> _Entries supplied_
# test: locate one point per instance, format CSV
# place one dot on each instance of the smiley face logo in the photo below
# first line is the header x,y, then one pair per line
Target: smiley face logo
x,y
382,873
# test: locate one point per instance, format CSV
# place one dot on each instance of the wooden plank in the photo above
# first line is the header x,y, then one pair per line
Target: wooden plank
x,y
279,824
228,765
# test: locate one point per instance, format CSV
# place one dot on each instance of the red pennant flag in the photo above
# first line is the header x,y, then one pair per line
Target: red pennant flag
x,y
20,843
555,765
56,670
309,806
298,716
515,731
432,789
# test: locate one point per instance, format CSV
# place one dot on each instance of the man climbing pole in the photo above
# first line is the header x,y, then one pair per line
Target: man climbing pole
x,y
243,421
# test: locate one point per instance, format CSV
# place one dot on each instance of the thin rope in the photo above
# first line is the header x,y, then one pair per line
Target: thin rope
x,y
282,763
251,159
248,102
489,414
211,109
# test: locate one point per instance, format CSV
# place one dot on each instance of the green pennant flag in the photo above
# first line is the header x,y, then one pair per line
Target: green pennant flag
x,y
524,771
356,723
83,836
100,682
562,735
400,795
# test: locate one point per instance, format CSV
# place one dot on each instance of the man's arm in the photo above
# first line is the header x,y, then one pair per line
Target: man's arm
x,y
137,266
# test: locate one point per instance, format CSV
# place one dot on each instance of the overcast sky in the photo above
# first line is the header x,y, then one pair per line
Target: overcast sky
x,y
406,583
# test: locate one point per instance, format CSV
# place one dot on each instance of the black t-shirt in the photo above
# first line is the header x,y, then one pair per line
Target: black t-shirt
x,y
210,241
* * *
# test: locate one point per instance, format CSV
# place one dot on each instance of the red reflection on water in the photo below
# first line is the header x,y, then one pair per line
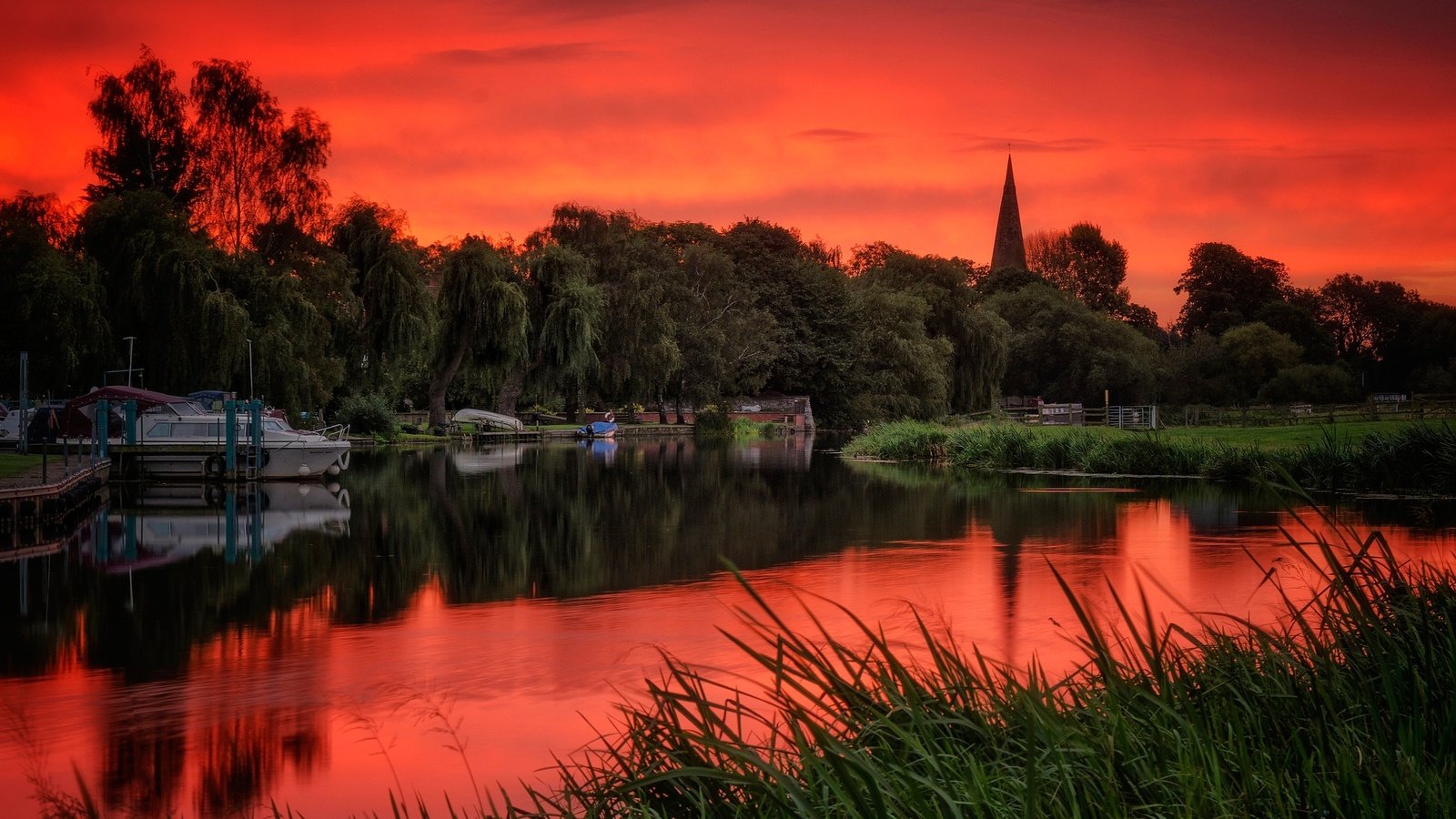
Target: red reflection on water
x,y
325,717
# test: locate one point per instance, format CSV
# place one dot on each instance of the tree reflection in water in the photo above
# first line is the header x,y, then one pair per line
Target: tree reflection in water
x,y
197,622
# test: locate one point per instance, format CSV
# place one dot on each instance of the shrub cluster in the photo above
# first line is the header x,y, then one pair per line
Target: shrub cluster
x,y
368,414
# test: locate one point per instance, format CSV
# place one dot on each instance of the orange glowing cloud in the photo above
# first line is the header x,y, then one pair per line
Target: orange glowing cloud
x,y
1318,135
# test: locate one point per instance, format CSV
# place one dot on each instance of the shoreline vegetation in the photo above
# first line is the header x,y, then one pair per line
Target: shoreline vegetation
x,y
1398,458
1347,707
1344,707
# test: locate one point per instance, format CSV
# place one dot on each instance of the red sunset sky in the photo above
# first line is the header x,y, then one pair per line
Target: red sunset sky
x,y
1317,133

> _Given task_
Report each line of the data above that contains the string "vegetation", copying every such line in full.

> _Answer below_
# place one dot on each instance of the shoreline vegetation in the photo above
Target: shoreline vegetation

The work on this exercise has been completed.